* **Problem**
Could you reproduce all the entries under this sentence exactly, leaving the images aside?

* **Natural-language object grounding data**
= Beginning of Section =

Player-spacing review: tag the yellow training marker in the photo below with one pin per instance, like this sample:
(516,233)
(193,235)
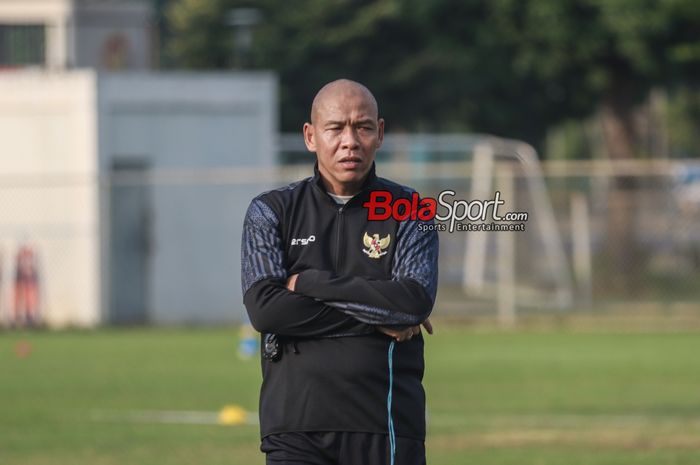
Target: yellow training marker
(232,415)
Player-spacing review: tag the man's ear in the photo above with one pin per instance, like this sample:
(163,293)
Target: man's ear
(309,137)
(380,132)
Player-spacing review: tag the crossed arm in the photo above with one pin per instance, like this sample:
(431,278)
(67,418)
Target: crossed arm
(317,303)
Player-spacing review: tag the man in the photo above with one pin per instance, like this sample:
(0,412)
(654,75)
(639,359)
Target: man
(339,300)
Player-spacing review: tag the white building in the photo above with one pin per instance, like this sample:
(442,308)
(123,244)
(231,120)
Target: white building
(76,147)
(64,34)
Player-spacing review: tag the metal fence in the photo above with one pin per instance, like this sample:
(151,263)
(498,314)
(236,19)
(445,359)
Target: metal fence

= End of Section =

* **Solution to the exercise**
Player-spacing review: tag the yellow training marker in the photo below with one pin per instance, like this sample:
(516,233)
(193,235)
Target: yellow training marker
(232,415)
Player-spacing review: tag the man's ear in the photo above with one pin per instance, like this sample:
(163,293)
Target: man's ear
(309,137)
(380,132)
Player-spacing review: tag the crossed arm in the photo above with one pin per instance, like this sample:
(431,278)
(67,418)
Target: crossed arm
(317,303)
Player-spacing review: tag the man in the photo above with one pin per instance, like this sample:
(0,412)
(654,75)
(639,359)
Target: man
(339,300)
Player-spacing review: tag the white building in the photo above with one pin per instance, like this sample:
(442,308)
(123,244)
(231,120)
Target: white building
(76,147)
(64,34)
Player-spacing review: tag the metal fence in the photo above with one pin per instance, like this sample:
(151,263)
(498,314)
(236,19)
(445,359)
Target: metal fence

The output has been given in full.